> [TASK TO COMPLETE]:
Please count the lines in the listing below that contain the word "white", and give only that number.

--- START DATA FOR PROCESSING ---

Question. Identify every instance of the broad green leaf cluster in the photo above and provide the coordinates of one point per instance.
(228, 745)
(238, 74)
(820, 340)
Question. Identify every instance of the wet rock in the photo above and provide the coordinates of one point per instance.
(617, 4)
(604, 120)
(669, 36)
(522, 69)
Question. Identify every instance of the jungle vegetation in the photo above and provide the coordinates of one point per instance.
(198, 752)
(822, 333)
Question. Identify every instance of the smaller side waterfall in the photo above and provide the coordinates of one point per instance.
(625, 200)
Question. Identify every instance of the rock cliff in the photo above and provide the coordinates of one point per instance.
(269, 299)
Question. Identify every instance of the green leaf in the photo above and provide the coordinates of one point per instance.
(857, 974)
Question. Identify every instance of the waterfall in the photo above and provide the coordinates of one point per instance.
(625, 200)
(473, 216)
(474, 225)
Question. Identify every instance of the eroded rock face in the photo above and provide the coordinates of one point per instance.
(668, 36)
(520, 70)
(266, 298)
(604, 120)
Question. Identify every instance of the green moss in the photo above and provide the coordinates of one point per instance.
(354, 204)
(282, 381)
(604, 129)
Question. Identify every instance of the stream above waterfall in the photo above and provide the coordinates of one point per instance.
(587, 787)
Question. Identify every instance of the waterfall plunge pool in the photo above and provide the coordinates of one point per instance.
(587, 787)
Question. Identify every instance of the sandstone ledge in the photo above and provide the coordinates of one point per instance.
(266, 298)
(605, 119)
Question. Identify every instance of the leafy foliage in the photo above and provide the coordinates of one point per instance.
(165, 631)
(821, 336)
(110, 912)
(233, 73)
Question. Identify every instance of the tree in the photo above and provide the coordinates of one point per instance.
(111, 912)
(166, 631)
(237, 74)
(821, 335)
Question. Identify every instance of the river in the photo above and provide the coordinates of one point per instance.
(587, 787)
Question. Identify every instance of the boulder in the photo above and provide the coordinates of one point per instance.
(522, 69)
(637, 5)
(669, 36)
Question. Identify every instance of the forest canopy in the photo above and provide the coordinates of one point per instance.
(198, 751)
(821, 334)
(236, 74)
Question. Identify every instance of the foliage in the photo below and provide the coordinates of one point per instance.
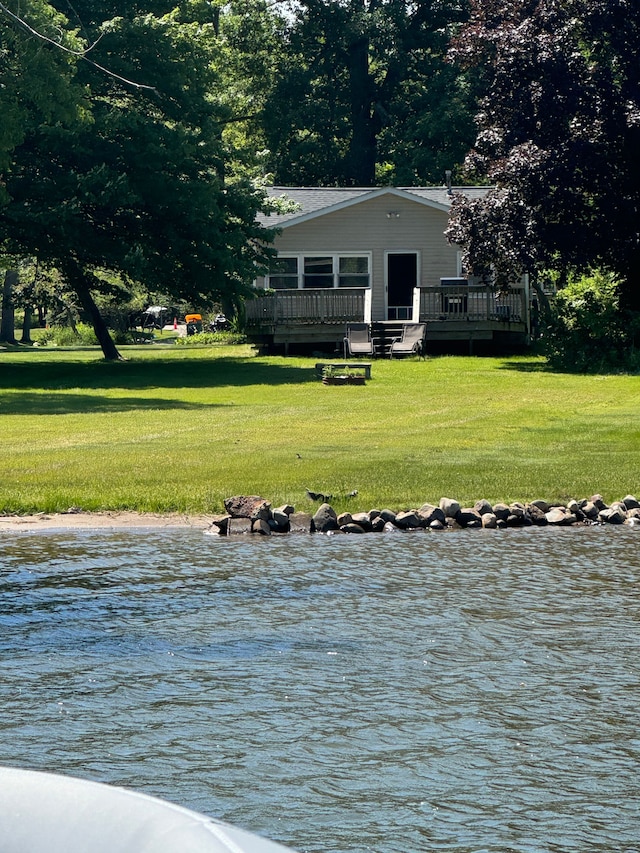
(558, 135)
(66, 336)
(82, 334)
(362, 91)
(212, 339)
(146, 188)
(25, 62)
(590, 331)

--- END DATA FOR PROCESSING ---
--- START DATA FOR PROCESSING ---

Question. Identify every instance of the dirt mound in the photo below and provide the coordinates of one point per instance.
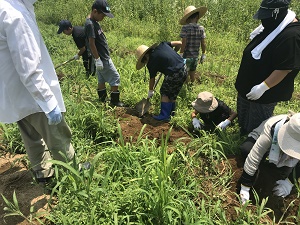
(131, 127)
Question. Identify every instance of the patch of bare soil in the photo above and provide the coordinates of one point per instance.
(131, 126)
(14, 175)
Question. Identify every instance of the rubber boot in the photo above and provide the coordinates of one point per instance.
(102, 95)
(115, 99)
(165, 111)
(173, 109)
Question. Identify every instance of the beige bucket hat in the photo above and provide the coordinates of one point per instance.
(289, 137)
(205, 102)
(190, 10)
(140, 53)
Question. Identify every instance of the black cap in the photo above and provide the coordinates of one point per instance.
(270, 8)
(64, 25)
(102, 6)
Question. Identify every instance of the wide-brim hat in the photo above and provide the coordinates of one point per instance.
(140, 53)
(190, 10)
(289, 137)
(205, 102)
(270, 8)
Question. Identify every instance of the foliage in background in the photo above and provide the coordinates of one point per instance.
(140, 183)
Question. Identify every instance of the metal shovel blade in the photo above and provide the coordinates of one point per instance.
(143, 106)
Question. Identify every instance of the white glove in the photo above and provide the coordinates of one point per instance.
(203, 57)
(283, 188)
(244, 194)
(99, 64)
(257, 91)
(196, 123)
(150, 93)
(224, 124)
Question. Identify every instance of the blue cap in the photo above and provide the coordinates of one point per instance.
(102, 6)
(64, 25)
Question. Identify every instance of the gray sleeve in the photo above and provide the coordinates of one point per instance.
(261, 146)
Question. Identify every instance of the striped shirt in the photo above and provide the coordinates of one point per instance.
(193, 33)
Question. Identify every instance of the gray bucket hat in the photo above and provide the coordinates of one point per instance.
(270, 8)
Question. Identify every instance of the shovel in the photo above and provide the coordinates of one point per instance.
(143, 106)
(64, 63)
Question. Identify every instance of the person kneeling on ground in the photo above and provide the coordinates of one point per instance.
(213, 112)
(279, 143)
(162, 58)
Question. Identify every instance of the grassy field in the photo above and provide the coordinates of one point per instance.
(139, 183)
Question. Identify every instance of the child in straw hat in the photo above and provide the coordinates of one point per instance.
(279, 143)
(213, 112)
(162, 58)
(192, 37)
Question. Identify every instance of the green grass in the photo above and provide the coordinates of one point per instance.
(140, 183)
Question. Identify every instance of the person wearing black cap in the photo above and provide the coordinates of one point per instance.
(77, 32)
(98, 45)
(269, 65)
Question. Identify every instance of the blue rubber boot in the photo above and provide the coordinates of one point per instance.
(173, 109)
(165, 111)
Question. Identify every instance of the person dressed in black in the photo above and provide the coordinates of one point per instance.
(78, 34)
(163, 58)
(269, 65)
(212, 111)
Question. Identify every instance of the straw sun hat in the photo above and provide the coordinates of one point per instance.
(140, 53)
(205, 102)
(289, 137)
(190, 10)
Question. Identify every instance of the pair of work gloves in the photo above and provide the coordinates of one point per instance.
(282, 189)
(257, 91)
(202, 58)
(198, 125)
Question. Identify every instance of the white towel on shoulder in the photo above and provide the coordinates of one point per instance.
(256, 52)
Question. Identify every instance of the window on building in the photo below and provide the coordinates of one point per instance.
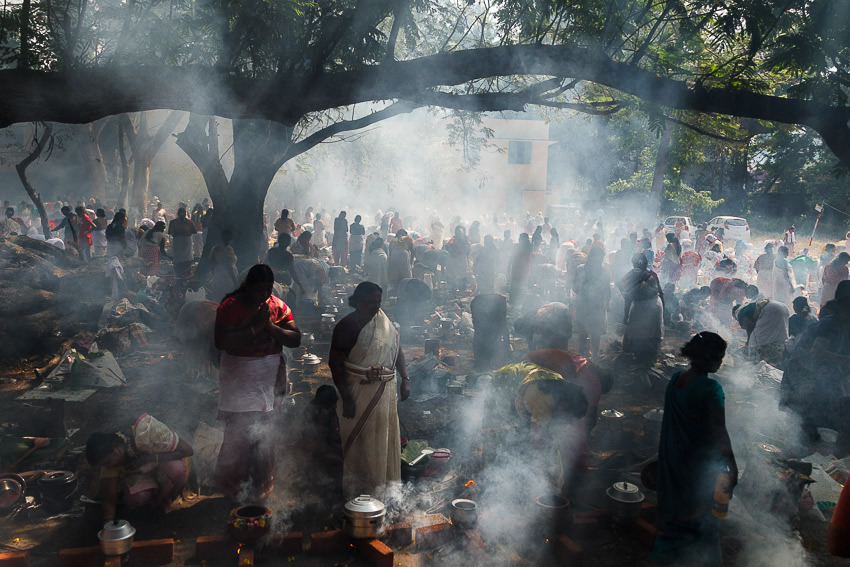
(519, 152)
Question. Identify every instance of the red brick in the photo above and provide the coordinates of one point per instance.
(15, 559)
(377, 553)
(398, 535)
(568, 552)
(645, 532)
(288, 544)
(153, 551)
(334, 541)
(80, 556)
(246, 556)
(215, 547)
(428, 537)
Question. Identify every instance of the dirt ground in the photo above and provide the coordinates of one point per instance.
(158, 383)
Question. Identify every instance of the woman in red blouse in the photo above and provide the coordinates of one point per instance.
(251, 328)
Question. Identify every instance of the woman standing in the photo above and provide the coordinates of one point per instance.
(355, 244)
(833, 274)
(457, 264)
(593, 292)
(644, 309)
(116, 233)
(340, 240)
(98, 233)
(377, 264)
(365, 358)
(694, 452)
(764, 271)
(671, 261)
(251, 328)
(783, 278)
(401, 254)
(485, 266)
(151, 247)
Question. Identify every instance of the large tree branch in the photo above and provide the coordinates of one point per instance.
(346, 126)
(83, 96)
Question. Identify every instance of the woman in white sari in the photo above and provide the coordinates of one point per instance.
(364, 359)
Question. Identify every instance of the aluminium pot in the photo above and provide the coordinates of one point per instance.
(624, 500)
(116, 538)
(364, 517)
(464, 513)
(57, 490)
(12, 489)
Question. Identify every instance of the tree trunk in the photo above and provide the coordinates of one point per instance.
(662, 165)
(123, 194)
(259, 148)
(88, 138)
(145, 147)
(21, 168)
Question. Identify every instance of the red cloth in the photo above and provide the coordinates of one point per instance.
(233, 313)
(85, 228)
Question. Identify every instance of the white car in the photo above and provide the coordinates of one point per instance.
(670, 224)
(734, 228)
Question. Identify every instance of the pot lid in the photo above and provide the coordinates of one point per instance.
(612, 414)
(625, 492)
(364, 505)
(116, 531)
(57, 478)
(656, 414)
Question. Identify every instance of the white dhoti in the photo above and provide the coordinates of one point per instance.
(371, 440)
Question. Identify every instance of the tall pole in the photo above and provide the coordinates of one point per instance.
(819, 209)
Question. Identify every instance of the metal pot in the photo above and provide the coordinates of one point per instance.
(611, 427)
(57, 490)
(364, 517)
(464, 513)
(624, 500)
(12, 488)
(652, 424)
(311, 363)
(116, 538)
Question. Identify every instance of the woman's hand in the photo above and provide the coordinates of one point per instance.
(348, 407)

--- END DATA FOR PROCESSING ---
--- START DATA FOR PROCESSING ---

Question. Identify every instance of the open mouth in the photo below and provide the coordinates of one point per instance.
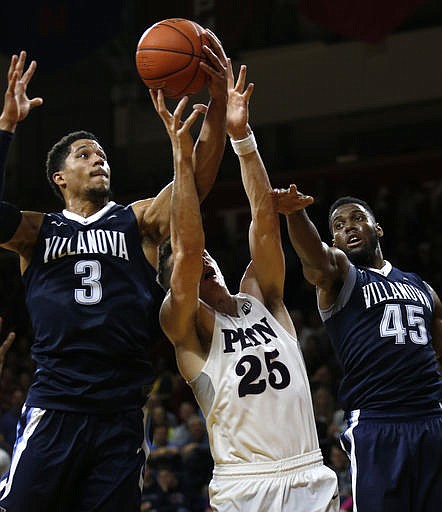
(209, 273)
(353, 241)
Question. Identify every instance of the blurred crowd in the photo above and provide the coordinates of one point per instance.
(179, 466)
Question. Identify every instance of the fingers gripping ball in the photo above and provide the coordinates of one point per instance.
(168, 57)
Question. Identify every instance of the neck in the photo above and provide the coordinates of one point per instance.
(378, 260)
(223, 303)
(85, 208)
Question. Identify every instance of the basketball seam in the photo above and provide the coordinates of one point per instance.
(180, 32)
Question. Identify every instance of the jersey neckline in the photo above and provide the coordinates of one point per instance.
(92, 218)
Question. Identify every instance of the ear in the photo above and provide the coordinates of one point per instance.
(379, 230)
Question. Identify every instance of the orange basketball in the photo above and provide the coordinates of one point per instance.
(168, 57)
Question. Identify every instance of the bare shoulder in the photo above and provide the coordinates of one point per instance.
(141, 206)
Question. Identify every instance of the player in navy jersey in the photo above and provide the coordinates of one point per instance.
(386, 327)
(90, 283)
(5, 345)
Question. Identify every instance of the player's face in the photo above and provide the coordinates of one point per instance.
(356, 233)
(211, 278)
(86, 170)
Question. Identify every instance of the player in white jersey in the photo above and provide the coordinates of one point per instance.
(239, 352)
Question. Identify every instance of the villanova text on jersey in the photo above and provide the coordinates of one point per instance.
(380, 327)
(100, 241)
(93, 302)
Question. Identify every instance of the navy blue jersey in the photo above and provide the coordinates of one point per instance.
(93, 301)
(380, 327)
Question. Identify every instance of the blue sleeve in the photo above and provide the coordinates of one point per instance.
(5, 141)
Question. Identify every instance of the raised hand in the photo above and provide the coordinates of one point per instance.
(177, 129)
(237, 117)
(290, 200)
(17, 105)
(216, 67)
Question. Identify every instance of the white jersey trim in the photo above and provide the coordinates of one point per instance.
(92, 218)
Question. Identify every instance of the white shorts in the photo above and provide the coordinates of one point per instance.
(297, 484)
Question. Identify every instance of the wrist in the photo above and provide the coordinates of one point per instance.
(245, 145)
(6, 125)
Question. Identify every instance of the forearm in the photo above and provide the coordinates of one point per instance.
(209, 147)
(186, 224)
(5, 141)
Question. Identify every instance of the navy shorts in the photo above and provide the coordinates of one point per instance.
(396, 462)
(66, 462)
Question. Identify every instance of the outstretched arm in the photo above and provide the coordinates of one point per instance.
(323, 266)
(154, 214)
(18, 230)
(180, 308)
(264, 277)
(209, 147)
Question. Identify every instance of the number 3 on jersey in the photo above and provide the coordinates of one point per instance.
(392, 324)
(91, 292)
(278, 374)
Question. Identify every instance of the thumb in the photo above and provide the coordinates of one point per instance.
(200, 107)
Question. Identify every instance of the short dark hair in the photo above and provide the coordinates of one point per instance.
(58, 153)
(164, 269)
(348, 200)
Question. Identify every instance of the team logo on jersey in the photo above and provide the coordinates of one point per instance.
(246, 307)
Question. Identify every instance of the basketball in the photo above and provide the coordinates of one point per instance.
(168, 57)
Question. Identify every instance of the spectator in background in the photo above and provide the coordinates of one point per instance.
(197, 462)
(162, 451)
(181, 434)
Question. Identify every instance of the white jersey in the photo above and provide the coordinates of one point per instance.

--- END DATA FOR PROCESSING ---

> [ANSWER BELOW]:
9